In the text about vaccinating poll workers, what kind of company does Barbara Sharief own?

**Text provided**
= = =

Barbara Sharief, a Broward County commissioner and one of the candidates in the Democratic congressional primary, said Scott’s move is the right one. Sharief, who owns a home health care company, is a nurse practitioner with a master’s degree in nursing and a doctorate in nursing practice.

“Right now, I think it’s a good idea,” Sharief said. “Because the poll workers are going to come into contact with so many people going out to vote, probably the most prudent thing to do is to require them to be vaccinated in case they are exposed.”

“Florida is leading the nation in COVID cases right now. Broward County is leading the state of Florida,” he said. “As a public official, I think it’s important for us to be aware of what’s going on and to be able to make adjustments as to the needs of the community, and at this time, this is what is needed for the community.”

= = =

**Extracted records**
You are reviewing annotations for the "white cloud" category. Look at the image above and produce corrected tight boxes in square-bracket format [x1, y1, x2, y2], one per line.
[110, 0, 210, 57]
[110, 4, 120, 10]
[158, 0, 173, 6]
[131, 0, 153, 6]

= = =

**Written answer**
She owns a home health care company.